TEXT ZUM LESEN:
# # #

Die Kommission kann auf Antrag eines oder mehrerer Mitgliedstaaten einen unionsweiten oder für eine besonders betroffene geografische Region einen regionalen Notfall ausrufen. In solchen Fällen koordiniert die Kommission die Maßnahmen der betroffenen Mitgliedstaaten und kann als Moderatorin fungieren, wenn Maßnahmen ergriffen werden, die die Gasflüsse in andere Mitgliedstaaten und Drittländer, wie z. B. die Mitglieder der Energiegemeinschaft, ungebührlich einschränken können. Dies trägt dazu bei, dass in einem Notfall Gas zu den am stärksten betroffenen Ländern und Kunden geleitet wird.

# # #

ZU ERLEDIGENDE AUFGABEN:
1) Zählen Sie alle Tätigkeiten auf, die der Text über Gasnotfälle in der Union der Kommission zuschreibt.
2) Schreiben Sie den Text über Gasnotfälle in der Union im Anschluss an seinen letzten Satz weiter.

# # #

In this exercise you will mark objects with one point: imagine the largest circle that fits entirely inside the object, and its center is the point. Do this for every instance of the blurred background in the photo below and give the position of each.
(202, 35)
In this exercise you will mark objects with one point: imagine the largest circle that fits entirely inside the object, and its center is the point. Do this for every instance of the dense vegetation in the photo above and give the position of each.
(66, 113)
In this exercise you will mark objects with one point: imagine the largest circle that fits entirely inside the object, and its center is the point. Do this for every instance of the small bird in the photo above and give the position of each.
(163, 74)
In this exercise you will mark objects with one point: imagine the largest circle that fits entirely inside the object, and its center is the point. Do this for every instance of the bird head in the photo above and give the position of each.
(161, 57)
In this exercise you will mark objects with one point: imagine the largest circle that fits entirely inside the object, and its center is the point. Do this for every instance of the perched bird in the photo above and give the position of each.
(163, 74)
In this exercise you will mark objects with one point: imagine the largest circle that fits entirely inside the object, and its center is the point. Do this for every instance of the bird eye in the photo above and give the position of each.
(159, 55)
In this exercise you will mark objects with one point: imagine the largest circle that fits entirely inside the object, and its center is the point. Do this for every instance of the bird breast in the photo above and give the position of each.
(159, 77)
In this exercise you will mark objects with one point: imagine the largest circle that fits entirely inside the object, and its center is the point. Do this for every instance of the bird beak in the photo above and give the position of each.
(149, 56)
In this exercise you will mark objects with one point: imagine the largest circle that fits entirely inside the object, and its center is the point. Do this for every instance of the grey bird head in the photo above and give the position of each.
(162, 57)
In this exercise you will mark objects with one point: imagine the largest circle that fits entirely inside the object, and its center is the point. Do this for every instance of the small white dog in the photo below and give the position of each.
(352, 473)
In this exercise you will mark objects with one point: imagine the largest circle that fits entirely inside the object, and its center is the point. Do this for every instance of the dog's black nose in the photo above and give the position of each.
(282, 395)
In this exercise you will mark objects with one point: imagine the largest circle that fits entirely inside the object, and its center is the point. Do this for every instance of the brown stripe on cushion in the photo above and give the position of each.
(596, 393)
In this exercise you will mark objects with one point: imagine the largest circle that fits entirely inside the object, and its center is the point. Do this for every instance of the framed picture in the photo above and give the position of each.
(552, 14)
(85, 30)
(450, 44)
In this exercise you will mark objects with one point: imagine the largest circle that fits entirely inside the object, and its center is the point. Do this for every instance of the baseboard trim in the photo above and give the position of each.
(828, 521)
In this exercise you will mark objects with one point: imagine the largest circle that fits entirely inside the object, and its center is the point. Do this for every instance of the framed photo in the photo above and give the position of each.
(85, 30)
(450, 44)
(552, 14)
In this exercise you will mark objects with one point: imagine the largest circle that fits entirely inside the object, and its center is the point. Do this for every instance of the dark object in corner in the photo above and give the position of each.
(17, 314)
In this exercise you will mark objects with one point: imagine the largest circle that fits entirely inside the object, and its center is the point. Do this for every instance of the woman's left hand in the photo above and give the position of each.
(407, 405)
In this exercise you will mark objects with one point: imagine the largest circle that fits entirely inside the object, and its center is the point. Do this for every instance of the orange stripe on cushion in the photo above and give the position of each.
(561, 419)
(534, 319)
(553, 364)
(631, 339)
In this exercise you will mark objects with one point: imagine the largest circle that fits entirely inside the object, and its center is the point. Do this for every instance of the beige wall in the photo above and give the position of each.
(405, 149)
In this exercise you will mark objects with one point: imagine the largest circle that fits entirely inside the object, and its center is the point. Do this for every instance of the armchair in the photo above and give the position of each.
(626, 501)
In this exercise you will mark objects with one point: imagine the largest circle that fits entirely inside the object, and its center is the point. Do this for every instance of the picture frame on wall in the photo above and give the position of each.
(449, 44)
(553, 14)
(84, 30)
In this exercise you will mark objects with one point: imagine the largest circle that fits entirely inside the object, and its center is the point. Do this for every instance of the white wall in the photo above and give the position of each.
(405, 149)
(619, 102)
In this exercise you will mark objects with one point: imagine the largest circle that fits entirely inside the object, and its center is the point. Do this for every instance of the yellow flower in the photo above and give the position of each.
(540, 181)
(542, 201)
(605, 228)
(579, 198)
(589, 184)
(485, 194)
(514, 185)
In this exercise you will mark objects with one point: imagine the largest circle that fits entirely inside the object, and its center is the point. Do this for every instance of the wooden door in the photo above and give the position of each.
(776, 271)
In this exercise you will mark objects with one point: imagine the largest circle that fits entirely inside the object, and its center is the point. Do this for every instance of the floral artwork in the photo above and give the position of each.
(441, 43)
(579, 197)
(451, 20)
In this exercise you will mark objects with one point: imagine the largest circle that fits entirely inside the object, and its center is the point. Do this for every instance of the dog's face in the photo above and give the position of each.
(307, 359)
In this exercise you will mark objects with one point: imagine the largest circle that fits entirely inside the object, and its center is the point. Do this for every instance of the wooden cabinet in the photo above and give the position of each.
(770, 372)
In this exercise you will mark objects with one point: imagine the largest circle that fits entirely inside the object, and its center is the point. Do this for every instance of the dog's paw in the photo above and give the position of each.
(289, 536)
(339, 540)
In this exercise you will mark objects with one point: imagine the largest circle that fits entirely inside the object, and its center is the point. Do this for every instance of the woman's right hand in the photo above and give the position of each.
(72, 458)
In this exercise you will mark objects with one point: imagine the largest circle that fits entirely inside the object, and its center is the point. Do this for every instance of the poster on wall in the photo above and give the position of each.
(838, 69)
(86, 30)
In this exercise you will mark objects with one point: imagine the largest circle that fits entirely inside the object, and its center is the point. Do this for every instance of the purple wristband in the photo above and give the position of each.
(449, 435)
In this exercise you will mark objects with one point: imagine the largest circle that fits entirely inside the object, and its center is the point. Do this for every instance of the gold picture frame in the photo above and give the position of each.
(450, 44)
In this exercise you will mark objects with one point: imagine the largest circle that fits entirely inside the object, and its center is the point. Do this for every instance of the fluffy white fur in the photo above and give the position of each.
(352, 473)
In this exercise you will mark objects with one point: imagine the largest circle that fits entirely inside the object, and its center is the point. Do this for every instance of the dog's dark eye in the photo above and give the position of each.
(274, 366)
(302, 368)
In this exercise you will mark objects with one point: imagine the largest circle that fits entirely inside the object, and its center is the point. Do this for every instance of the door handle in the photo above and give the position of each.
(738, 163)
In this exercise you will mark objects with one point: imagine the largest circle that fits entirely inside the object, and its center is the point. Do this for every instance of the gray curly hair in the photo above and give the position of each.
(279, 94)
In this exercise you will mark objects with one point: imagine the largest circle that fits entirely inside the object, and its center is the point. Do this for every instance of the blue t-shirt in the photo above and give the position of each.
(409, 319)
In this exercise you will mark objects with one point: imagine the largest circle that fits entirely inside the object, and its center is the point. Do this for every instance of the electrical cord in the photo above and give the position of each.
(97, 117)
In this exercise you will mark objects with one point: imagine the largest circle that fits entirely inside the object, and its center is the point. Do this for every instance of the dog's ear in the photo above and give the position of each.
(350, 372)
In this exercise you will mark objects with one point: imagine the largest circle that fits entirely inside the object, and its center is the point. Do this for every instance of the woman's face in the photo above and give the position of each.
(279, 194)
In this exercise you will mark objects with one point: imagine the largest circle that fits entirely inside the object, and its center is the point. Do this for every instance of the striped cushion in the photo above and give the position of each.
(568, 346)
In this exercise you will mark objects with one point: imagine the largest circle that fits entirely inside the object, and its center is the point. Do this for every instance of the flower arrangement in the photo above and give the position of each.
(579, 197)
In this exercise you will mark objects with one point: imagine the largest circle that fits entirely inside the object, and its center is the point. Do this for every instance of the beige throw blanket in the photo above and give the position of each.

# # #

GELÖSTE AUFGABEN:
1)
- auf Antrag eines oder mehrerer Mitgliedstaaten einen unionsweiten oder regionalen Notfall ausrufen
- die Maßnahmen der betroffenen Mitgliedstaaten koordinieren
- als Moderatorin fungieren, wenn Maßnahmen die Gasflüsse in andere Mitgliedstaaten und Drittländer ungebührlich einschränken können

2)
Die Verordnung über die Gasversorgungssicherheit umfasst auch einen Solidaritätsmechanismus, der die Versorgung von „geschützten Kunden“, d. h. Haushaltskunden, Fernwärmanlagen, bei denen ein Wechsel auf einen anderen Brennstoff nicht möglich ist, und bestimmten grundlegenden sozialen Diensten wie dem Gesundheitswesen, garantiert. In einer schwerwiegenden Notlage, in der die Versorgung geschützter Kunden in einem Mitgliedstaat nicht mehr gewährleistet werden kann, sind direkt miteinander verbundene Mitgliedstaaten verpflichtet, solidarisch zu handeln und Gas dorthin zu liefern, wo es am dringendsten benötigt wird, selbst wenn dies Einschränkungen für ihre nicht geschützten Kunden mit sich bringt. Voraussetzung dafür ist eine zeitnahe und angemessene Entschädigung, die die Mitgliedstaaten im Rahmen bilateraler technischer, rechtlicher und finanzieller Regelungen vorab vereinbaren müssen.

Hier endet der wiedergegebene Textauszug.